---------- Information supplied ----------
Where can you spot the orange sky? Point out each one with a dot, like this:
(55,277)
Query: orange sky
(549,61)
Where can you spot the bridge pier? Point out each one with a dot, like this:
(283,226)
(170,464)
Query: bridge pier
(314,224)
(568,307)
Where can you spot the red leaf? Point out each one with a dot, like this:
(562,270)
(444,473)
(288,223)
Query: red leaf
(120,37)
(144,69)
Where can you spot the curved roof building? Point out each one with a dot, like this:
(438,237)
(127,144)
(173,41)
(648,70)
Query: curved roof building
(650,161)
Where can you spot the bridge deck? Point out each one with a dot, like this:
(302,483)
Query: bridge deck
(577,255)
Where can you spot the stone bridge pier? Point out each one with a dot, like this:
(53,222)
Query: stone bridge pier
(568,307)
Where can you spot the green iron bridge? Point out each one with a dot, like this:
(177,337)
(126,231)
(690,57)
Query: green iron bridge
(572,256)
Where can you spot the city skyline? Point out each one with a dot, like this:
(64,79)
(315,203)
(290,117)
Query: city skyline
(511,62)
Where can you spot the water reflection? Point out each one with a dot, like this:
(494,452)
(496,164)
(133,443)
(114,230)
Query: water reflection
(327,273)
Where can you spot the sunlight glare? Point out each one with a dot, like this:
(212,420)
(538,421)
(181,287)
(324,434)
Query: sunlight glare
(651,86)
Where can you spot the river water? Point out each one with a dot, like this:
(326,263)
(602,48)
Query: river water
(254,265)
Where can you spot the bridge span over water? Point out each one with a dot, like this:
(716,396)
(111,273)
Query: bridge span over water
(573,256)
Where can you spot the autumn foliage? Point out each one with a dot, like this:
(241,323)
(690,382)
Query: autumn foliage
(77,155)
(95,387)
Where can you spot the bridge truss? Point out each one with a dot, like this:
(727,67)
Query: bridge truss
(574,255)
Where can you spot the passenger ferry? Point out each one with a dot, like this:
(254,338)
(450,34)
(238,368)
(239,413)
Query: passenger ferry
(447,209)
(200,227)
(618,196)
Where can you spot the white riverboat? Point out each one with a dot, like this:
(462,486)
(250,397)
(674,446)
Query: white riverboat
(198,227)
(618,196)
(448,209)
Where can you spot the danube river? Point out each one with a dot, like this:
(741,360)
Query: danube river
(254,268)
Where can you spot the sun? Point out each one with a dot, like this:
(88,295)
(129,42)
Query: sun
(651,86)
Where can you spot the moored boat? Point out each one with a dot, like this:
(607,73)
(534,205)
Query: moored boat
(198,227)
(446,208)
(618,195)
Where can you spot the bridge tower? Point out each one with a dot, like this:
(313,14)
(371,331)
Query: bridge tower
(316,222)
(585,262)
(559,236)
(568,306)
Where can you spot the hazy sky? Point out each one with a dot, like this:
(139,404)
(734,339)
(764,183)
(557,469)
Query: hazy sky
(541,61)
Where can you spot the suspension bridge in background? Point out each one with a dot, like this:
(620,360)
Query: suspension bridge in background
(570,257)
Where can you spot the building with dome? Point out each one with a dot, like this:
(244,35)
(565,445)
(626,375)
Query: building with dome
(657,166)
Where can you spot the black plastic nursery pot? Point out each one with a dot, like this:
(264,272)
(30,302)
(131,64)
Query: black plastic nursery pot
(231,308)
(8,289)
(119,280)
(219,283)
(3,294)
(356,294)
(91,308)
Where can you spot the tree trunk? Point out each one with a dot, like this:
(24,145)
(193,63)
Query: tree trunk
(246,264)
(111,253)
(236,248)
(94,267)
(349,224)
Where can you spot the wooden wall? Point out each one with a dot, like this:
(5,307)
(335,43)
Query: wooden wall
----------
Task objective — Scan the data above and copy every line with "wooden" in it.

Solution below —
Where can you spot the wooden wall? Point out each one with a dot, like this:
Query: wooden wall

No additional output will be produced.